» **Brief**: Your answer must match the data word for word.

» **Data to examine**:
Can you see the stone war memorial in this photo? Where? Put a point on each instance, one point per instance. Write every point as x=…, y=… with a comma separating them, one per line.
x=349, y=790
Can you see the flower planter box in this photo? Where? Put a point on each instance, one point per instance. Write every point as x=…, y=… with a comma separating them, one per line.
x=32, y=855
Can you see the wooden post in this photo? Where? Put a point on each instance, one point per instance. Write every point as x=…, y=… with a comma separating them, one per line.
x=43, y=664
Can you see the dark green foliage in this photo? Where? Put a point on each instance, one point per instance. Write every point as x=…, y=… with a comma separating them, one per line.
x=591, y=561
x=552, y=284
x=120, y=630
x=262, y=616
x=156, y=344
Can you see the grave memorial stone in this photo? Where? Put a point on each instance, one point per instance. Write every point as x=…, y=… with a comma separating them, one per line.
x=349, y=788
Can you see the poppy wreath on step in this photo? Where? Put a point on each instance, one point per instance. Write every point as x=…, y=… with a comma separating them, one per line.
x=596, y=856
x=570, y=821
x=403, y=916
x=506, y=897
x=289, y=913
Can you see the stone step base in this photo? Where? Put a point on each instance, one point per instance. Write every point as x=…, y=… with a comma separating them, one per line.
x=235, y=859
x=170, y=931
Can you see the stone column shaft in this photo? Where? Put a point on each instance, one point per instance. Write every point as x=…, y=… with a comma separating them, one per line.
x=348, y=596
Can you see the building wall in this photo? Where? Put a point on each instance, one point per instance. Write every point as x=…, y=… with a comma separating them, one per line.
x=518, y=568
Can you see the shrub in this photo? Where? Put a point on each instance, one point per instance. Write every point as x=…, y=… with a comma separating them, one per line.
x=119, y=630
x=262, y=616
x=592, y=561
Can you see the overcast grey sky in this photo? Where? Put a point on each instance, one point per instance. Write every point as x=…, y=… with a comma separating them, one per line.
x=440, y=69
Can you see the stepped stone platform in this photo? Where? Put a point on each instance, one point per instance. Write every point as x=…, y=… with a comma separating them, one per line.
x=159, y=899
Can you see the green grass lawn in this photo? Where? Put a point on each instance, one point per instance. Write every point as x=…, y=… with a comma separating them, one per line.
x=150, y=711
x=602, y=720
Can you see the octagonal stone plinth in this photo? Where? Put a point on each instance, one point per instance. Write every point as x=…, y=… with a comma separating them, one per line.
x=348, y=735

» **Result of this exercise**:
Can you see the stone war memorial in this photo? Where? Put a point on each instance, one point per instance. Write every point as x=…, y=… with a comma separating them, one per line.
x=349, y=790
Can you see the flower planter box in this photo? Where? Put a point on each instance, one point per instance. Write every point as x=…, y=… with a comma separating them, one per line.
x=32, y=855
Can you see the wooden post in this photo? Where? Put a point on each instance, one point per instance. Write every point as x=…, y=… with a comma separating them, one per line.
x=43, y=664
Can you see the dark green foliage in this photo? Where? Put a point on each instance, one point per instance. Write every point as x=…, y=… with a comma separating them, one per line.
x=591, y=561
x=552, y=284
x=120, y=630
x=262, y=616
x=156, y=344
Can you see the grave memorial stone in this photo? Where? Put a point on each instance, one point per instance. Write every point as x=…, y=… with a comma separating them, one per line.
x=349, y=788
Can you see the poppy wreath on step in this photo? Where? Put a point on each instance, one point per instance. Write every point as x=…, y=… with a comma separating them, one per line.
x=596, y=856
x=570, y=821
x=403, y=916
x=506, y=897
x=289, y=913
Can you see the stone step base in this photo? Where? Put a point on each instance, one point per instance. Write every point as x=…, y=… with a comma separating them, one per line.
x=235, y=859
x=170, y=931
Can you see the stone column shaft in this photo? Where? Put a point on each instance, one point per instance. Write every point as x=…, y=… with a comma separating them, one per line.
x=348, y=596
Can you see the building wall in this photo? Where? Put a point on each instance, one point per instance. Write every point as x=…, y=… with a comma separating them, one per line.
x=518, y=568
Can you see the shrub in this photo? Where? Put a point on each instance, one point per instance. Write every point as x=…, y=… with a comma separating them, one per line.
x=119, y=630
x=262, y=616
x=592, y=561
Can you see the overcast grey sky in this photo? Where? Put a point on each instance, one point per instance. Write every point as x=…, y=… with a comma separating them, one per line.
x=440, y=69
Can you see the stepped stone platform in this photo? Where? Put a point on each instance, one point per instance. Write every point as x=…, y=… with a comma separating them, one per line.
x=159, y=899
Can you see the green grass lawn in this photo? Where? Put a point on each instance, one point per instance. Write every point as x=…, y=… with a comma separating them, one per line.
x=150, y=711
x=602, y=720
Can you see the octagonal stone plinth in this photo? Where? Put a point on each instance, one point per instance. Write every point as x=…, y=… with a comma separating them, one per line.
x=348, y=735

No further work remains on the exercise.